| TESTO IN ESAME |
........

Correva l’anno 2013, e un Vaticano adombrato da intrighi di Curia e da scandali indicibili si affidava al volto radioso di un latino-americano figlio del barrio e delle migrazioni, uno nel cui sangue scorreva la fantasia di Borges e magari pure l’infantile incanto giocoso che animava Cortázar.
Gli anni successivi stavano per convincerci che quel sorriso, unito a una certa bonarietà alla Roncalli, fosse l’unica terapia possibile per salvare la Chiesa dalle sue marcescenze e conferirle il ruolo di alleata di un’umanità sempre più indifesa dinanzi a una tecnologia debordante e onnivora.
Udienza dopo udienza, discorso dopo discorso, Bergoglio sembrava rimarcare con forza sempre maggiore il suo metodo del sorriso deflagrante, quasi sulla scia di un Gene Sharp aggiornato al terzo millennio, persuadendo milioni di persone che forse non tutto fosse perduto se in pochi anni un afroamericano arrivava alla Casa Bianca e un argentino amante del tango provava a cambiare il Vaticano. Ci abbiamo creduto. Noi e lui. Sembrava possibile, sembrava a un passo dal prendere forma e tradursi in realtà. Ma poi?
Poi solo tre anni dopo qualcosa iniziò a incrinarsi: con una dottrina e un linguaggio antitetici rispetto a quelli di Francesco, gli Stati Uniti sceglievano Trump per archiviare definitivamente l’era Obama. Il contesto aveva cominciato a virare, le energie stavano cambiando, le perturbazioni nascono sempre da avvisaglie nuvolose che vanno compattandosi prima che inizi il temporale vero e proprio.
Così fu, con il sempre più marcato successo dei sovranismi, con l’emergere di propagande violente contro i migranti, e poi il colpo di grazia del Covid un attimo prima dell’irrompere dei carri armati, a far retrocedere il Vecchio continente ai mostri in bianco e nero dell’epidemia di spagnola e dell’ultimo conflitto mondiale.
Lì, credo, è avvenuto qualcosa di drammatico: il sorriso accogliente e inclusivo di un pastore affabile si è trovato ad arginare la piena devastante di un fiume impazzito, all’improvviso carico di orrore e di morte, in una moltiplicazione esponenziale di cadaveri, ogni giorno, dal fronte ucraino e poi da quello mediorientale, in un crescendo di anatemi e di inni alla catastrofe, con i mari pieni di portaerei e i cieli fitti di missili d’ogni colore e provenienza, dai droni iraniani a quelli israeliani, dai ribelli Houthi ai bombardamenti russi sulla domenica delle Palme.

........

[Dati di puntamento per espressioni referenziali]
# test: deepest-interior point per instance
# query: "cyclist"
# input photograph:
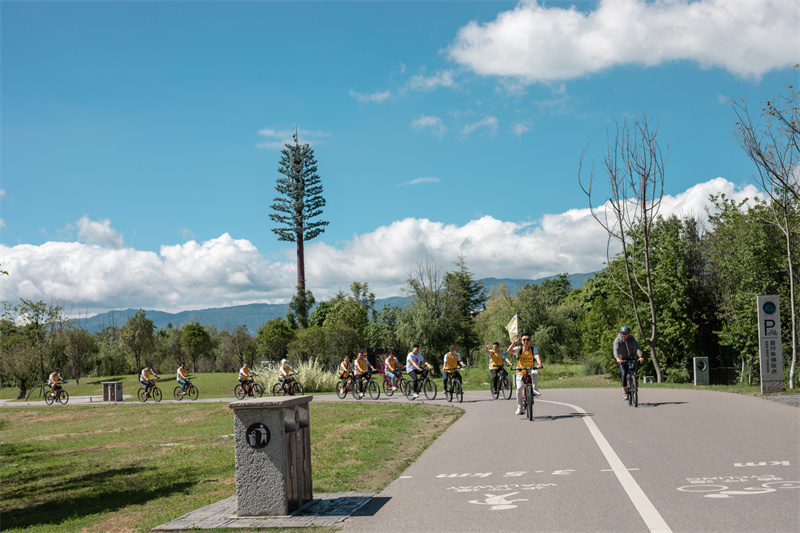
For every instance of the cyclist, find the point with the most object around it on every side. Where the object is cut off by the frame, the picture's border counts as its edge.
(527, 357)
(391, 368)
(624, 348)
(452, 360)
(245, 379)
(146, 378)
(284, 371)
(54, 379)
(181, 377)
(496, 358)
(363, 368)
(414, 362)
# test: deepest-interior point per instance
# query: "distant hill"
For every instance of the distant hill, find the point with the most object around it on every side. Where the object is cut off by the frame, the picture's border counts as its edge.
(253, 315)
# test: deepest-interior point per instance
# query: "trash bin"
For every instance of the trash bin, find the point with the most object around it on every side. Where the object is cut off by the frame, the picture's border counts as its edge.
(112, 391)
(273, 455)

........

Trascrivi fedelmente il passo del testo in esame che va da "Poi solo tre" fino a "vero e proprio." incluso. Per rispondere basta il testo in esame, senza ricorrere al materiale.

Poi solo tre anni dopo qualcosa iniziò a incrinarsi: con una dottrina e un linguaggio antitetici rispetto a quelli di Francesco, gli Stati Uniti sceglievano Trump per archiviare definitivamente l’era Obama. Il contesto aveva cominciato a virare, le energie stavano cambiando, le perturbazioni nascono sempre da avvisaglie nuvolose che vanno compattandosi prima che inizi il temporale vero e proprio.